◆ **Activity 1**:
Reproduce the part of the blog post starting with "It's very different" and going on through "all your heart!".
◆ **Activity 2**:
Summarize the blog post in two sentences.
◆ **Activity 3**:
In the blog post, what does Jessica need to do on the trip to Panama?

--- Document passage Enclosed Below ---

It's very different traveling on your own.  For the past ten years, that's how I've done the majority of my traveling - Minneapolis, to Germany, to England, to Costa Rica.  I've been blessed with good friends to travel with in most of these countries, but I am excited about STARTING a journey with a friend.

Remember, it's a grand adventure.  Live it with all your heart!  

postscript:  Pictures will definitely follow.  

Saturday, October 08, 2011

Once Again

Once again it's been way too long since I've blogged here.  We've been back in school for about two months, and have our first report cards coming up.  I have a presentation to parents about the changes we've been making to the theatre program the next week, and we're one month from performance and have had a total of one rehearsal.  Yeah.  It's been a "great" start.

The one thing I'm most looking forward to is heading to Bocas del Toros, Panama next weekend.  A friend and I are leaving early Saturday, and returning Tuesday.  It will be a short trip, but I hope worth it.  Jessica has to renew her visa, and I need out of here for awhile.  I consider the trip my birthday present and Canadian Thanksgiving all in one.  I hope to have some cool photos up here soon after!

--- End of Enclosed Document passage ---
--- Provided information Enclosed Below ---

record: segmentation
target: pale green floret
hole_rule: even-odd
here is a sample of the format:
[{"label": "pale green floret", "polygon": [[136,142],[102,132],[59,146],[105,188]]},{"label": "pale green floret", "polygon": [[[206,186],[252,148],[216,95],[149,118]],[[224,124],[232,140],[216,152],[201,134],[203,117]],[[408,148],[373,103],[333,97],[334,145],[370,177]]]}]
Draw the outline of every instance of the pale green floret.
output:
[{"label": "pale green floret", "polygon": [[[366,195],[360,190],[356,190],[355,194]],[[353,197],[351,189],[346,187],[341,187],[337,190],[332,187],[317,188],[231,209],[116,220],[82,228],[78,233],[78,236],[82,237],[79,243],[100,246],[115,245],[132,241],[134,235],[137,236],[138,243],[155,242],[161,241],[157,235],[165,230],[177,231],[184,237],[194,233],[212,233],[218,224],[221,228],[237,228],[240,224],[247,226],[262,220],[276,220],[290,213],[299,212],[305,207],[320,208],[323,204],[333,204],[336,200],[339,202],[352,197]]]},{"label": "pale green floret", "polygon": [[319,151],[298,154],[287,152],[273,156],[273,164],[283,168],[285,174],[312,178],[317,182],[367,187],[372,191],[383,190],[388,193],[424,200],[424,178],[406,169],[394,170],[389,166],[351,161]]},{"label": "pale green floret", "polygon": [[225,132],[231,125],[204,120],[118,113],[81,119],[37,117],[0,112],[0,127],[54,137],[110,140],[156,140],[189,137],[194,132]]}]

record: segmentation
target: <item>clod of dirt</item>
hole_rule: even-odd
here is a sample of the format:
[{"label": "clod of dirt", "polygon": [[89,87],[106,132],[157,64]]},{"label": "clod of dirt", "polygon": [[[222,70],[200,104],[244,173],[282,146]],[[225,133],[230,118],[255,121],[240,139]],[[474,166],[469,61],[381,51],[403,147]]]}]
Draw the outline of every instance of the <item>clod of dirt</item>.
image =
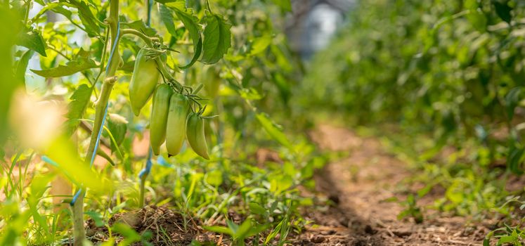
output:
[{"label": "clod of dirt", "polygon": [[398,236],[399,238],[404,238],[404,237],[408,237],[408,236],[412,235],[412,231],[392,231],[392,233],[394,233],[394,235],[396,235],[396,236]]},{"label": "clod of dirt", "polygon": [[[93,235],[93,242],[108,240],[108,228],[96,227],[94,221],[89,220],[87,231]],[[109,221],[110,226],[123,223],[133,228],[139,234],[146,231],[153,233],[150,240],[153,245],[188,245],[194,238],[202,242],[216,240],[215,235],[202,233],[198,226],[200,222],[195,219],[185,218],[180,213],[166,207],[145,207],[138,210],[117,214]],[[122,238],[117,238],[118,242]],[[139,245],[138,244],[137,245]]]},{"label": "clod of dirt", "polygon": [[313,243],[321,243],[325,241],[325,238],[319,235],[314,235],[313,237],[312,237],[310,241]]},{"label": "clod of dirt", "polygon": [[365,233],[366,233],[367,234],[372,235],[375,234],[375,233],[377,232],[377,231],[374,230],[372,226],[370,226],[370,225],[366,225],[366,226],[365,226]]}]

--- End of Enclosed Provided information ---

◆ **Task answer 1**:
It's very different traveling on your own.  For the past ten years, that's how I've done the majority of my traveling - Minneapolis, to Germany, to England, to Costa Rica.  I've been blessed with good friends to travel with in most of these countries, but I am excited about STARTING a journey with a friend.

Remember, it's a grand adventure.  Live it with all your heart!

◆ **Task answer 2**:
For the past ten years the writer has done most of their traveling alone, with stops in Minneapolis, Germany, England and Costa Rica, and is excited about starting a journey with a friend. After a hectic start to the school year, with report cards, a presentation to parents and a performance a month away with only one rehearsal, the writer is most looking forward to a short trip with a friend to Bocas del Toros, Panama next weekend.

◆ **Task answer 3**:
She has to renew her visa.